* Task to carry out
Rewrite all of the items below, replacing "written like this sample" with "formatted like this sample" wherever it occurs and leaving everything else unchanged.
[Start of Stored rows]
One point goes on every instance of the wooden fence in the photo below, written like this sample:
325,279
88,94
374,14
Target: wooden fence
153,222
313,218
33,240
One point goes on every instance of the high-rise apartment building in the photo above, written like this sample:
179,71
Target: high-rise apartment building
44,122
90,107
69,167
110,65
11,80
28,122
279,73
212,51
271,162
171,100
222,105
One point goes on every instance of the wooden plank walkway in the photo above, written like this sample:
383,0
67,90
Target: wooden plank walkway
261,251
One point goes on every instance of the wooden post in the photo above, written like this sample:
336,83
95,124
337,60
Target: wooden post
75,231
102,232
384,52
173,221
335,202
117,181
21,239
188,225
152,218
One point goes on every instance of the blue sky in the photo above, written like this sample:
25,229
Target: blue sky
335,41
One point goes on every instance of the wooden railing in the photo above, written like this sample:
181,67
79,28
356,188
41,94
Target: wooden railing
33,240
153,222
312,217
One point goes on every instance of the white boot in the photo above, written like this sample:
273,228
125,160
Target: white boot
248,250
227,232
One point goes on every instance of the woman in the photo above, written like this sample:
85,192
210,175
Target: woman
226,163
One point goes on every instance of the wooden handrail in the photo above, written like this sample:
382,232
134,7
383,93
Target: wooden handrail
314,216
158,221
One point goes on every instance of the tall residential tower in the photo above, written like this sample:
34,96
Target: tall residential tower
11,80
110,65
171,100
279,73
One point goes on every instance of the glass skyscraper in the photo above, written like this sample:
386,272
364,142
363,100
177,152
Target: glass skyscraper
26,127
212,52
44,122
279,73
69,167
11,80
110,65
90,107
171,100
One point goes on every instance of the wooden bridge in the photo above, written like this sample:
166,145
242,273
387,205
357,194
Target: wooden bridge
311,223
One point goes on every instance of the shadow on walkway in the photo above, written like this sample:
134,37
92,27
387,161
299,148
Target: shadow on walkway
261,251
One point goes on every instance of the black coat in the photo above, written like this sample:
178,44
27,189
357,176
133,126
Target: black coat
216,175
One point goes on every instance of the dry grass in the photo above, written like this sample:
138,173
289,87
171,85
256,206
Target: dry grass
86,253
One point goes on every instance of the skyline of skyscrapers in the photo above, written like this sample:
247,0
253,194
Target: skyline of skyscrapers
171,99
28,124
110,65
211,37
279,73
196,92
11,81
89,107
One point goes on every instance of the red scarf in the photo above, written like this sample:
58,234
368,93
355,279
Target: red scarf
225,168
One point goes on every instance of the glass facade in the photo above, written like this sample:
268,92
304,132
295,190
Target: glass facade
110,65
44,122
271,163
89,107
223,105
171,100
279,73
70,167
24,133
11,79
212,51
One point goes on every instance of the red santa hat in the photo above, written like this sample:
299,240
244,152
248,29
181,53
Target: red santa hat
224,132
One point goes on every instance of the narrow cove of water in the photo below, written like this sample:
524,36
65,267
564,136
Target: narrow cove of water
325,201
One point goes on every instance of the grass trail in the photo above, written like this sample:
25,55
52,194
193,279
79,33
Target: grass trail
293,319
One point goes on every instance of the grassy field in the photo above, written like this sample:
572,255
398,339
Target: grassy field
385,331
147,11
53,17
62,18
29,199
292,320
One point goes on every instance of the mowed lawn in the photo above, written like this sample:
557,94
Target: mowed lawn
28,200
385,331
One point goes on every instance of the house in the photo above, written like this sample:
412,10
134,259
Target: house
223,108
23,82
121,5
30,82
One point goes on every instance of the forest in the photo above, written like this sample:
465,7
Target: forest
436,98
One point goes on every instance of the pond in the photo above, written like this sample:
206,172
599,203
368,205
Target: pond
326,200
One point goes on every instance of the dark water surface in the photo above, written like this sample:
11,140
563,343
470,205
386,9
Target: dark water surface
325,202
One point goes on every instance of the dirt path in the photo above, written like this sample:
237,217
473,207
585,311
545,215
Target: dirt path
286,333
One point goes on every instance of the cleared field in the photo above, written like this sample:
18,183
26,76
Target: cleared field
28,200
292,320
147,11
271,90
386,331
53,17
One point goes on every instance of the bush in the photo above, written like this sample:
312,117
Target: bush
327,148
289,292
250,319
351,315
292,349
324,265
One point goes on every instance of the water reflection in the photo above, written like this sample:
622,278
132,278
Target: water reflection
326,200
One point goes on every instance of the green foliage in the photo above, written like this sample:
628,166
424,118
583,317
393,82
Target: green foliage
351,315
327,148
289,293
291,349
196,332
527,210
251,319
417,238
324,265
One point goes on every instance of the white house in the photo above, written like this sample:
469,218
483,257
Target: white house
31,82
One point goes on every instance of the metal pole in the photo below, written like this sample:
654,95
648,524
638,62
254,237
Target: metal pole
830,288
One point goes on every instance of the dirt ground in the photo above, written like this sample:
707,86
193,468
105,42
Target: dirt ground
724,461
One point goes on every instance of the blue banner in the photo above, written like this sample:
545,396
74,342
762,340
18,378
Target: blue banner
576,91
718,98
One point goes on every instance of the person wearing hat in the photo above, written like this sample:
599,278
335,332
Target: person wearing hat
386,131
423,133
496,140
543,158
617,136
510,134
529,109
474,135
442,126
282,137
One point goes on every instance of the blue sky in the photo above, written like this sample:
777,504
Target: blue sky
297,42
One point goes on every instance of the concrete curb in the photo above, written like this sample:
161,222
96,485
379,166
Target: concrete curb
[End of Stored rows]
* Output below
One point goes on every instance of the wooden fence in the photo below, formatted like this sample:
325,279
88,94
374,14
Target: wooden fence
153,222
313,218
33,240
One point goes on every instance of the high-rise apartment building in the photo above, formatted like this sample:
179,71
Target: high-rise apartment building
44,122
90,107
69,167
110,65
11,80
28,122
279,73
212,51
271,162
171,100
222,105
One point goes on every instance of the wooden plank walkway in the photo above, formatted like this sample:
383,0
67,90
Target: wooden plank walkway
261,251
One point goes on every instance of the wooden post in the photo above, formatted like this sample:
336,83
95,124
337,60
Target: wooden post
75,231
102,232
384,52
173,221
335,202
117,181
21,239
188,225
152,218
One point goes on every instance of the blue sky in the photo above, formatted like this sample:
25,229
Target: blue sky
335,41
One point goes on every instance of the wooden railing in the photo above, formatted like this sample:
181,67
79,28
356,188
41,94
Target: wooden railing
33,240
153,222
312,217
One point goes on every instance of the white boot in the photo above, formatted like this sample:
273,228
125,160
Target: white boot
248,250
227,232
One point goes on every instance of the woman in the photo above, formatted like this sample:
85,192
210,175
Target: woman
226,163
One point goes on every instance of the wooden handrail in the photo above, formatted like this sample:
382,232
134,7
383,93
Target: wooden handrail
314,216
158,221
One point goes on every instance of the tall residential tower in the photo above, formatted like this sample:
34,96
Target: tall residential tower
11,80
110,65
171,100
279,73
One point goes on every instance of the glass skyscraper in the photo above, formatted like this sample:
386,272
364,142
363,100
177,152
Target: glass skyscraper
26,127
212,52
44,122
279,73
69,167
11,80
110,65
90,107
171,100
One point goes on every instance of the wooden bridge in the photo above, formatted like this sample:
166,145
242,273
387,205
357,194
Target: wooden bridge
311,223
One point goes on every instance of the shadow on walkway in the photo above, formatted like this sample:
134,37
92,27
387,161
299,148
Target: shadow on walkway
261,251
One point goes on every instance of the black coat in the photo above, formatted like this sample:
178,44
27,189
357,176
133,126
Target: black coat
216,175
One point goes on every instance of the dry grass in the photo above, formatted like this sample:
138,173
289,87
171,85
256,206
Target: dry grass
86,253
One point goes on every instance of the skyline of skyscrapers in the photo above, formatted like this sample:
247,0
253,194
Target: skyline of skyscrapers
171,99
28,124
110,65
211,37
279,73
196,92
11,81
89,107
One point goes on every instance of the red scarf in the photo above, formatted like this sample:
58,234
368,93
355,279
Target: red scarf
225,168
One point goes on every instance of the glass facade in the photo above, formatted like this sample:
268,92
304,132
295,190
Target: glass facade
110,65
44,122
271,163
89,107
223,105
171,100
279,73
70,167
24,133
11,79
212,51
One point goes on every instance of the red santa hat in the photo above, formatted like this sample:
299,240
244,152
248,29
181,53
Target: red santa hat
224,132
One point goes on every instance of the narrow cove of water in the photo below, formatted like this sample:
524,36
65,267
564,136
Target: narrow cove of water
325,201
One point goes on every instance of the grass trail in the photo above, formatted like this sample:
25,55
52,194
193,279
79,33
Target: grass trail
293,319
One point goes on every instance of the grassy field in the photo above, formatted like this sample:
572,255
398,339
Target: grassy field
385,331
147,11
53,17
62,18
29,199
292,320
One point goes on every instance of the mowed lawn in the photo above, formatted like this sample:
557,94
Target: mowed lawn
28,200
385,331
One point goes on every instance of the house in the photo above, formatted like this sample:
412,10
134,259
Target: house
223,108
23,82
121,5
30,82
One point goes on every instance of the forest in the photo above, formatted like this sample:
465,7
Target: forest
436,98
One point goes on every instance of the pond in the photo above, formatted like this sample:
206,172
599,203
368,205
Target: pond
326,200
One point goes on every instance of the dark water surface in the photo above, formatted like this sample:
11,140
563,343
470,205
386,9
Target: dark water surface
325,202
One point goes on every instance of the dirt path in the photo above, formatted like this sample:
237,217
473,207
585,311
545,215
Target: dirt path
286,333
One point goes on every instance of the cleared field in the photo above, formatted like this sample:
18,183
26,76
Target: cleared field
28,200
292,320
147,11
271,90
386,331
53,17
One point goes on every instance of the bush in the photo above, formatted like this sample:
312,117
Target: bush
327,148
289,292
250,319
351,315
292,349
324,265
One point goes on every instance of the water reflection in the photo above, formatted like this sample:
622,278
132,278
Target: water reflection
326,200
One point goes on every instance of the green foliage in the photo above, formatted like this sample:
628,166
424,118
583,317
393,82
Target: green foliage
351,315
327,148
289,293
291,349
196,332
527,210
251,319
417,238
324,265
One point goes on every instance of the white house in the photo above, formatted like this sample:
469,218
483,257
Target: white house
31,82
One point goes on every instance of the metal pole in the photo below, formatted like this sample:
654,95
648,524
638,62
254,237
Target: metal pole
830,288
One point goes on every instance of the dirt ground in the photo above, formatted like this sample:
707,86
193,468
105,42
Target: dirt ground
724,461
One point goes on every instance of the blue banner in the photo above, formatted like this sample:
545,396
74,342
762,340
18,378
Target: blue banner
576,91
718,98
One point goes on every instance of the person wearing hat in the photo above, formatted like this sample:
599,278
335,332
Target: person wearing hat
386,131
423,133
496,140
543,158
617,136
510,134
529,109
474,135
442,126
282,137
One point goes on every instance of the blue sky in the photo above, formatted like this sample:
777,504
Target: blue sky
297,42
One point goes on every instance of the concrete curb in the photo above, formatted like this sample:
161,222
96,485
379,166
Target: concrete curb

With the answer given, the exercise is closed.